▼

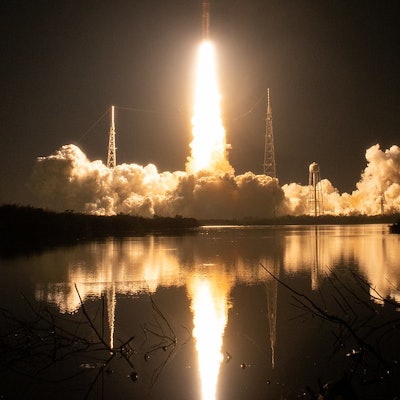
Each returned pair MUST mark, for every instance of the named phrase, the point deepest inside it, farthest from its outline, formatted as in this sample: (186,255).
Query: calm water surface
(223,313)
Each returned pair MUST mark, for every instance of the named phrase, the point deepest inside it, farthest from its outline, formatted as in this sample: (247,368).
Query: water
(224,313)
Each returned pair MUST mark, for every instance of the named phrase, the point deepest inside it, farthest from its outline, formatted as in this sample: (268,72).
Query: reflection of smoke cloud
(68,180)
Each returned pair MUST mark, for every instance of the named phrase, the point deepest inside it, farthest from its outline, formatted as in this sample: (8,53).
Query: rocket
(206,19)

▲

● **Exercise**
Please write out all of the lines above again, requests included, scaling every coordinate in the answers by 0.85 and rounding each result to a whole number, with halves rounded up. Leave the pictures out.

● **Reply**
Each returned pair MUST mark, for every instance of the named phrase, the point deepest inside it, farthest from its outline, formatted as in this sample: (186,255).
Query: calm water surface
(190,266)
Each returned pair MUST mark, for every instance of the named phrase, the point deepest inside it, farthest from its outline, formatted as in this sample: (247,368).
Query: water
(190,266)
Each returned pair MUST mark, for every instance of the named phrase, the point deepest inside it, farthest from its outline, formatted as in this sample: (268,72).
Query: reflection of smoke cloud
(58,153)
Each returned pair MUST mark, for every instance of the named phrase, the point deepest inside it, farthest from its outline, formatted as in this sample: (8,53).
Query: rocket
(175,16)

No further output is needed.